Text extract »
═══

A couple years later he made the decision he was going to retire, and he and I had stayed in touch, and he asked if I had any interest in acquiring the business. I said, ‘I’m on my way.’
AnnArbor.com: What makes the Germain Motor Co. unique compared to other dealerships and owners in the business?
Germain: I think what makes us unique and what makes me unique is my understanding of relationships and how important they are in this business. Relationships build trust, and trust is really important. Whether it’s relationships with our customers, relationships with our employees or relationships with our vendors, they are very powerful. Cars are cars, there’s not much difference between them these days, but it’s now about providing the experience through relationships on the showroom floor and service room that the customer can feel good about.
AnnArbor.com: What will you change about the Ann Arbor dealership?
Germain: The only thing that’s going to change is the name on the front of the building. Germain will go on the Honda building. The other buildings will be referred to as Audi of Ann Arbor, Porsche of Ann Arbor and Volkswagen of Ann Arbor. We liked the idea of promoting those stores by using Ann Arbor only.
All four brands will stay. We’re very excited about Honda and Volkswagen. Porsche is a great franchise; it doesn’t generate a lot of bottom-line revenue, but it generates a lot of buzz.
AnnArbor.com: Howard Cooper said employee retention was a condition of the deal. Do you plan to keep the existing employees, and will you hire any additional employees?
Germain: Yes, we will keep the employees, and yes, we will also hire more. It was very important to Howard — once we agreed on the terms of the transaction — that we interact with his employees and get to know them. Those four months prior to the close (of the deal) really helped us create a sense of ease. Now, our focus can be on the customers and trying to create those relationships to drive them to do business with us.
We believe there’s opportunity and that the market can support some additional sales in all the brands. We have a responsibility to the manufacturers to increase their sales in Ann Arbor here at the store.
AnnArbor.com: You say you need to increase sales at this dealership, by how much?
Germain: Nationally, all the manufacturers are looking for significant sales improvements through their retailers. They see significant opportunity for growth in the future. They’re looking for an increase of sales of two to three times. Cooper was getting the job done, but now the manufacturers are asking for it all. We’re going to do everything we can to improve sales, keep the buildings clean and comfortable and maintain customer satisfaction to sell two to three times as many cars that were being sold.

═══

Dataset content »

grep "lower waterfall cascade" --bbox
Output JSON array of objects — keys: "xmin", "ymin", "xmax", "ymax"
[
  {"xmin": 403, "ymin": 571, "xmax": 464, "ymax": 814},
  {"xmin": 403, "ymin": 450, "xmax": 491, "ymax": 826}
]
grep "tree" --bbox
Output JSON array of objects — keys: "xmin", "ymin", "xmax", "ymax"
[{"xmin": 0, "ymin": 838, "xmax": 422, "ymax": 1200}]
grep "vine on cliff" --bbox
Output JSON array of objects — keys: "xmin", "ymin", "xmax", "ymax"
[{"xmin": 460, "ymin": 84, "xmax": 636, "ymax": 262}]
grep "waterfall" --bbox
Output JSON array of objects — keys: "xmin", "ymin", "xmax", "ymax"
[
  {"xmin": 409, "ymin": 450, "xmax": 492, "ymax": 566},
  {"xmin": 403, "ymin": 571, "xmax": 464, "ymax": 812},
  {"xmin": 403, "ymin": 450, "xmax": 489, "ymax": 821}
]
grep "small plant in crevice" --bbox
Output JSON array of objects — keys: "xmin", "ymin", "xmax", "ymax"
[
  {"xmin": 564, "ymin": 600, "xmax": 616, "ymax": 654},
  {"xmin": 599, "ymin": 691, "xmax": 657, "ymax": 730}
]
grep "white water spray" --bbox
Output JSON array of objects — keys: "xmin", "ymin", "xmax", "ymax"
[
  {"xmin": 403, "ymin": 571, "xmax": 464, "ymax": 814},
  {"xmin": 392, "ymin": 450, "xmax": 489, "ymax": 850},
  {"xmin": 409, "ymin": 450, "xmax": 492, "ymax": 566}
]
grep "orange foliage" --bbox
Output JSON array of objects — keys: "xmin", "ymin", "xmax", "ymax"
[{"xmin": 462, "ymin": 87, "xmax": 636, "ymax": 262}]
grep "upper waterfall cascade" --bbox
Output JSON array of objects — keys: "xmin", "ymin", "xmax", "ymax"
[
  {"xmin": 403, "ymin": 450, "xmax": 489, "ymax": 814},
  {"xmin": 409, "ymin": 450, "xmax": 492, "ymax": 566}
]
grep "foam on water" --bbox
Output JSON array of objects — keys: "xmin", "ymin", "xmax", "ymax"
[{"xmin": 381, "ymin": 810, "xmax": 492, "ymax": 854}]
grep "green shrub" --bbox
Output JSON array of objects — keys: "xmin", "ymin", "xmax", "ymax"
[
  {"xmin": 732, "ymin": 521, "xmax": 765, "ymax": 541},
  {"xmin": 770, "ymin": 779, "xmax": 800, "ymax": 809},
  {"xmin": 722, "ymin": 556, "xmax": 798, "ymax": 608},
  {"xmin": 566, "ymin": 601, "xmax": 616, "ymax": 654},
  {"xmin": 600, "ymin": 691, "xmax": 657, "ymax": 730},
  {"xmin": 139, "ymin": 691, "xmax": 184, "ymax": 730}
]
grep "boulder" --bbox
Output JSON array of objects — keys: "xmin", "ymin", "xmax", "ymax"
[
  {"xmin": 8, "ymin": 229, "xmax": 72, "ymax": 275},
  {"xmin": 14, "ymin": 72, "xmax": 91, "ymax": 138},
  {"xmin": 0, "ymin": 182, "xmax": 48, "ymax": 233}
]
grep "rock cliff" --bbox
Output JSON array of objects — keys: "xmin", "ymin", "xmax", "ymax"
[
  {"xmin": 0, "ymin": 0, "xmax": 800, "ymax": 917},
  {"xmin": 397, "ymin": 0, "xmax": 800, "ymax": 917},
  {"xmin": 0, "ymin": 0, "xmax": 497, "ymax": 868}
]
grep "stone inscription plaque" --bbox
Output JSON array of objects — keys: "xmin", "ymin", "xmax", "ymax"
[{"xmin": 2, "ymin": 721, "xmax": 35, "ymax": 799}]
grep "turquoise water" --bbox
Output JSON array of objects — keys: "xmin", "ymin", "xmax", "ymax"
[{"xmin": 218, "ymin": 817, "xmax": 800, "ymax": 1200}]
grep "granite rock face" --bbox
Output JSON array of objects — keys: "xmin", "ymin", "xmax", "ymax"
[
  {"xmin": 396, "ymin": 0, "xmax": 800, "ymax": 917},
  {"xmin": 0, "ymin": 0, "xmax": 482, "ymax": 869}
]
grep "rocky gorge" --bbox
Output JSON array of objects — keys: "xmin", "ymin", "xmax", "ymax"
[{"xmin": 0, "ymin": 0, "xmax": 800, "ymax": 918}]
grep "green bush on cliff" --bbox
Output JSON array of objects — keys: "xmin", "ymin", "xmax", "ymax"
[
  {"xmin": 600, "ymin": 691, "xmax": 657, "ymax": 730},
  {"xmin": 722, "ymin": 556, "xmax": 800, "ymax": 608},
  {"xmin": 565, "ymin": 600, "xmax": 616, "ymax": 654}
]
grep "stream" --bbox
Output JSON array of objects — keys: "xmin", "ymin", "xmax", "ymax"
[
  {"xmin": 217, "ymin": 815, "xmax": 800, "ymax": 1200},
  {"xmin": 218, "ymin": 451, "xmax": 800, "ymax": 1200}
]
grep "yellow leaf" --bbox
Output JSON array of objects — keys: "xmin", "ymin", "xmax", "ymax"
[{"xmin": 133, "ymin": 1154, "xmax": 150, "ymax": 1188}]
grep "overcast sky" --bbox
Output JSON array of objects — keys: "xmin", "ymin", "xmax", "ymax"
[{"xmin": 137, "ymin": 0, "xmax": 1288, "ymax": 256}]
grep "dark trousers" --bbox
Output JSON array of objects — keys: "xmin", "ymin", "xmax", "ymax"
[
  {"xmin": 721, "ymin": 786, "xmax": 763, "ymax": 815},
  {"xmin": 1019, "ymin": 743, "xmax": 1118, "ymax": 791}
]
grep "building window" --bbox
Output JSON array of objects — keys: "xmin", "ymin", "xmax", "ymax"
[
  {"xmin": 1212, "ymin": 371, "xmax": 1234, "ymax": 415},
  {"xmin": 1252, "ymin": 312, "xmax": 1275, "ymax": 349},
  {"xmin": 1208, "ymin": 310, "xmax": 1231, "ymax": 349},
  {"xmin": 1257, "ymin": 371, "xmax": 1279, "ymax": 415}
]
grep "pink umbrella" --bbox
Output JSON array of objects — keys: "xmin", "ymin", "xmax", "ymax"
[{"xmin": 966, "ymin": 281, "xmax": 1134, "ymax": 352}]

═══

Stated task 1 »
Rewrite the dealership interview from "AnnArbor.com: You say" to "were being sold.", substituting "dealers" for "retailers".
Stated task 2 »
Pick up the interview about the Ann Arbor dealership after its final sentence and write what follows.

Written reply 1 »
AnnArbor.com: You say you need to increase sales at this dealership, by how much?
Germain: Nationally, all the manufacturers are looking for significant sales improvements through their dealers. They see significant opportunity for growth in the future. They’re looking for an increase of sales of two to three times. Cooper was getting the job done, but now the manufacturers are asking for it all. We’re going to do everything we can to improve sales, keep the buildings clean and comfortable and maintain customer satisfaction to sell two to three times as many cars that were being sold.

Written reply 2 »
AnnArbor.com: Do you have a sense of how the Ann Arbor auto market compares to other parts of the Midwest or U.S. where you operate dealerships?
Germain: There are a lot of similarities between Columbus and Ann Arbor. They’re both college towns, technology driven, kind of upscale and educated communities. We have done a lot of work over the last six or eight months in understanding the buying habits of the citizens of (Ann Arbor). We’ve been in Columbus for 67 years; we’ve been in Ann Arbor for seven days, but it won’t take us long to have the success in Ann Arbor we’ve had in Columbus.
AnnArbor.com: The auto market has been on somewhat of a rebound, and Michigan, especially, is experiencing growth. What are some trends you’ve noticed over the past few years?
Germain: The recession in 2008 and 2009 was a defining moment in our industry. The number of car dealerships reduced by about 20 percent. People’s love affair with the car is still strong, but it has a price limit. Fuel economy has become very important because of the price of gasoline. People, now more than ever, are really looking for value. Style is no longer as important as it was.
Young people are riding the bus, walking and driving with friends and people are not as brand loyal as they used to be. People used to drive only Fords or only Chevys; now people don’t have that loyalty. As retailers, we understand that. We have to provide an experience to you that is above and beyond the product, because products have become secondary. It’s a different industry, but it’s a better industry. It’s more consumer friendly and environmentally friendly.
AnnArbor.com: Howard Cooper made national news this month when he gave his employees some hefty bonuses. What was your reaction to his decision?
Germain: I was not surprised at all. He didn’t tell me; he didn’t tell anybody. He did it several days after he sold the store. He was not looking for any attention, he wasn’t looking to me for any support or a blessing, and it was something that he felt absolutely obligated to do. Nobody was going to tell him it wasn’t a great idea or it was too much money, he felt a sincere obligation to the people that had worked for him for all those years.
Howard had a lot of people that had been with him for a long time and he wanted to thank them in a way that they would really appreciate and that would have the most impact.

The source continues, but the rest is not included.